→ Given text:
- - - -

Rio Rancho traffic unit earns statewide award for roadway safety work
Rio Rancho traffic officers logged 340 DWI arrests, six checkpoints and more than 9,000 citations, then took a statewide award for the work.

Rio Rancho police traffic officers spent thousands of hours on impaired-driving enforcement, child passenger safety and targeted speed patrols last year, producing results the department says helped the unit win statewide recognition for roadway safety work.
The Rio Rancho Police Department’s Traffic Unit was named large agency of the year at the New Mexico Department of Transportation Traffic Safety Division and SAFER New Mexico Law Enforcement Coordinators Symposium. The department is presenting the award as more than a trophy case item: it is pointing to crash reduction, DWI prevention and the enforcement of safer driving habits on city streets that continue to carry more traffic as Rio Rancho grows.
The biggest enforcement push came through ENDWI, where officers logged 1,888 patrol hours, ran six checkpoints and made 340 DWI arrests. That work also produced 5,299 additional citations. A separate STEP enforcement effort added 1,165 patrol hours, 18 misdemeanor arrests, 32 felony arrests, one drug-related arrest and 2,612 additional citations. Together, those numbers show a traffic unit working far beyond routine citation writing, with a steady focus on impaired driving, speeding and other high-risk behavior.
The department also leaned on occupant protection. Officers devoted 557 patrol hours and another 76.5 hours to child passenger safety through car-seat clinics and fitting stations tied to the BKLUP initiative. In that effort, the unit reported 10 misdemeanor arrests, two felony arrests and 1,342 citations. The safety clinics matter because New Mexico’s driver manual requires appropriate restraints for children under 12, and approved safety devices for children under 24 months or under 60 pounds.

- - - -

→ Data to examine:
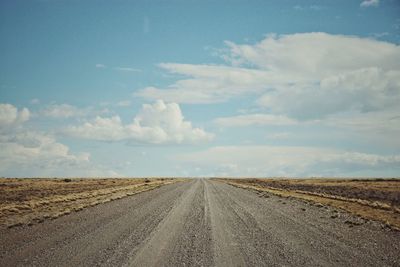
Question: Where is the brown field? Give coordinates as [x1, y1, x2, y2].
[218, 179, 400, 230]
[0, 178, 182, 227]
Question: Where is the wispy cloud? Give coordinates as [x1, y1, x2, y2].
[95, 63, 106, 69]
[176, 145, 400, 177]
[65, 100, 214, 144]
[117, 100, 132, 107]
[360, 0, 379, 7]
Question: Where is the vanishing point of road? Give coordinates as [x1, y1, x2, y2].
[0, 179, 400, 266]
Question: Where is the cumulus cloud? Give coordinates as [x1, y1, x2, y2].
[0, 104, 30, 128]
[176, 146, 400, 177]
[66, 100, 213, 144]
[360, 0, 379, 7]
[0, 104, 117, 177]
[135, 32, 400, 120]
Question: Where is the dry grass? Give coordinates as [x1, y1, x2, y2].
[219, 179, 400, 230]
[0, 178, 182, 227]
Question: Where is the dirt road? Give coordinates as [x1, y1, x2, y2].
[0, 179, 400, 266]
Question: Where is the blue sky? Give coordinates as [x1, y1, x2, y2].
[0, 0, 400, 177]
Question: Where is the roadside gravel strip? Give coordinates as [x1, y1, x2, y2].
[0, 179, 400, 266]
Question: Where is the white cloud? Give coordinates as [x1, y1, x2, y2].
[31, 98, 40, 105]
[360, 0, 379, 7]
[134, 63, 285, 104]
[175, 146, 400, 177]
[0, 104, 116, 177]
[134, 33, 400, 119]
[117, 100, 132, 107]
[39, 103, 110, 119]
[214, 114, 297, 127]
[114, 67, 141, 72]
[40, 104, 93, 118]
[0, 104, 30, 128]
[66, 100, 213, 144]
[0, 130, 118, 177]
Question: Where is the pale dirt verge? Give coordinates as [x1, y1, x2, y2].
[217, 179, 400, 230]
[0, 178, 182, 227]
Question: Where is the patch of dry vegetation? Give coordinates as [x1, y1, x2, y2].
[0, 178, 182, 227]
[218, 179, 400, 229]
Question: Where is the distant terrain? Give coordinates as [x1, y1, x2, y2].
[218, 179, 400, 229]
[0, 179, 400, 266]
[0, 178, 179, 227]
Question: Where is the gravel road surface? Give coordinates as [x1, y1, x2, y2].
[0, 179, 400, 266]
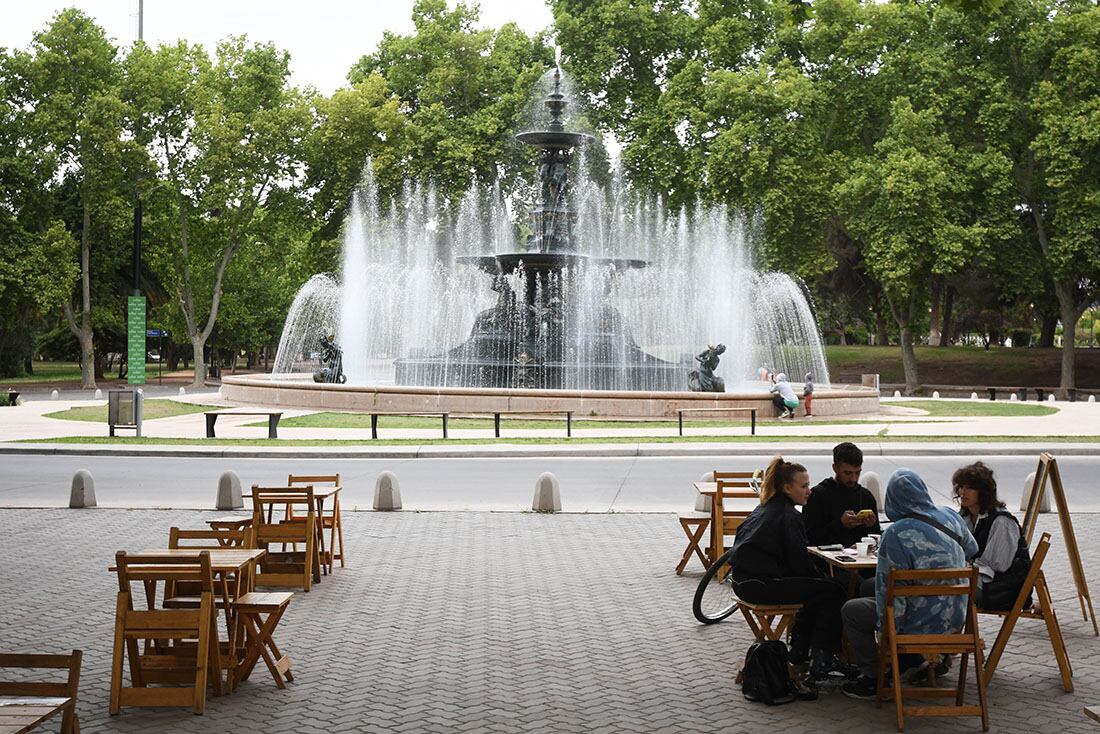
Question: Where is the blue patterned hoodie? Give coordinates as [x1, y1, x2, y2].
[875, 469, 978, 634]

- - - -

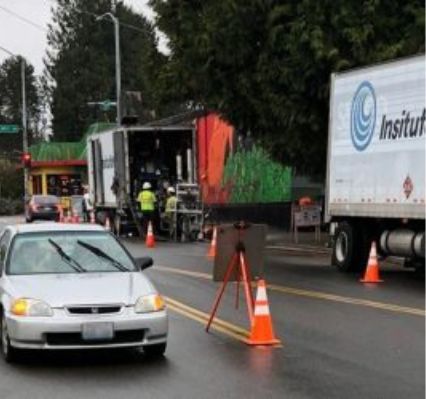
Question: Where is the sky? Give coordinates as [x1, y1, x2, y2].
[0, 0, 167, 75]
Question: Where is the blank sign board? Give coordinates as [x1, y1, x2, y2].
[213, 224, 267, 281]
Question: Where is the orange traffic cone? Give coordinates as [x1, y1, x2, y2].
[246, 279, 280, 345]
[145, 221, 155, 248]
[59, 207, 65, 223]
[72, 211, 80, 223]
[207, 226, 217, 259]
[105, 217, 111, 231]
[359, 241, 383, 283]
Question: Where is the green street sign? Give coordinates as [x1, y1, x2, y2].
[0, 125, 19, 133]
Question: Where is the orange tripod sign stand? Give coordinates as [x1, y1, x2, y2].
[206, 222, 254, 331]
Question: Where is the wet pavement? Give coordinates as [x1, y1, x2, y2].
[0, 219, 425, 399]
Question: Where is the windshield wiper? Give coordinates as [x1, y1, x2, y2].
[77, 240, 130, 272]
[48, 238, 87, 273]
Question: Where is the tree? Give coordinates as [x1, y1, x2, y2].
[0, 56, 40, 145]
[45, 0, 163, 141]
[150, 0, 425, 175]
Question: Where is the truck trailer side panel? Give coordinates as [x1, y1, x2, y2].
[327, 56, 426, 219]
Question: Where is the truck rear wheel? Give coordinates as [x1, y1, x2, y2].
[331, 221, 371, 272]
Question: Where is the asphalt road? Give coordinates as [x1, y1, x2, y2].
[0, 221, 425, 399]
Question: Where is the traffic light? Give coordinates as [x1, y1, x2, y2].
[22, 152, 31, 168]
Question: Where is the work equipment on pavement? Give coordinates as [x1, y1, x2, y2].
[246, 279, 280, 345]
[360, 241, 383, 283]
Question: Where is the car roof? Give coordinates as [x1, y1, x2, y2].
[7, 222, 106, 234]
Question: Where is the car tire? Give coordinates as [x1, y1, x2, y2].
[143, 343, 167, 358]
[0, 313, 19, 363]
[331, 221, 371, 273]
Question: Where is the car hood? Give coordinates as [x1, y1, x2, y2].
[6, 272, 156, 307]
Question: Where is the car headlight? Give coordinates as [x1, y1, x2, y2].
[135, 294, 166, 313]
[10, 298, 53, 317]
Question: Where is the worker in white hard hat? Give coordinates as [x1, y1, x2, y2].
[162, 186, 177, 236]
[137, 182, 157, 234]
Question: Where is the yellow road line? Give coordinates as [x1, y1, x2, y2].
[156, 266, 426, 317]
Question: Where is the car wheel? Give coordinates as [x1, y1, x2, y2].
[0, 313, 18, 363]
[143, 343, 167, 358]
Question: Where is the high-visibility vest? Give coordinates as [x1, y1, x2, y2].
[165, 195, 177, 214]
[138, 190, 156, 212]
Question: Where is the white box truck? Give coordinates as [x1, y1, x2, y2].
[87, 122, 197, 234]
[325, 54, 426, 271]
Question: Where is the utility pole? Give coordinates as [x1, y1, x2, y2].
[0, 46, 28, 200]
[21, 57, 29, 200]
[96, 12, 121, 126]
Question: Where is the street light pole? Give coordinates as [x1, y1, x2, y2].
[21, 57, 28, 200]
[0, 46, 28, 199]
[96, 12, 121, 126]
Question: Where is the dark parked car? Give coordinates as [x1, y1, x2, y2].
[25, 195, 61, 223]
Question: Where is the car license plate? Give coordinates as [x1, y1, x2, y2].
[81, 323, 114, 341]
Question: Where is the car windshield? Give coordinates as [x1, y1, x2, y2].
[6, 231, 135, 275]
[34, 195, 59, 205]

- - - -

→ Check your understanding:
a) Repeat the part of the Rio Rancho traffic award article between "Rio Rancho traffic unit" and "roadway safety work.", inclusive, word for word.
b) Write the next part of the article about the Rio Rancho traffic unit's award, starting after its last sentence.
You won't need the entries for this.

→ Answers:
a)
Rio Rancho traffic unit earns statewide award for roadway safety work
Rio Rancho traffic officers logged 340 DWI arrests, six checkpoints and more than 9,000 citations, then took a statewide award for the work.

Rio Rancho police traffic officers spent thousands of hours on impaired-driving enforcement, child passenger safety and targeted speed patrols last year, producing results the department says helped the unit win statewide recognition for roadway safety work.

b)
State transportation officials say that kind of enforcement fits a broader traffic-safety model built on performance, evidence and data. The New Mexico Department of Transportation Traffic Safety Division says its programs cover impaired driving, occupant protection, police traffic services, motorcycle safety, pedestrian and bicyclist safety, and driver education and safety. It also funds law-enforcement liaisons to help coordinate traffic safety efforts statewide, pairing enforcement with high-visibility media and public-awareness campaigns.

Rio Rancho has added its own layer of enforcement since 2011 through the Safe Traffic Operations Program, which uses 10 mobile speed-monitoring units rotated according to police speeding data and citizen input. The city says violations begin at 11 mph over the limit in most places and at 5 mph over the limit in school zones. The program is violator-funded and uses Verra Mobility for equipment and maintenance.
For Rio Rancho drivers, the message is clear: more traffic enforcement is likely to remain visible on local roads, especially where speeding, distraction and seatbelt compliance have become recurring problems. Residents can also report illegal street parking or speeding through Report Rio Rancho, while the city continues to manage traffic pressure tied to growth and major events across Sandoval County.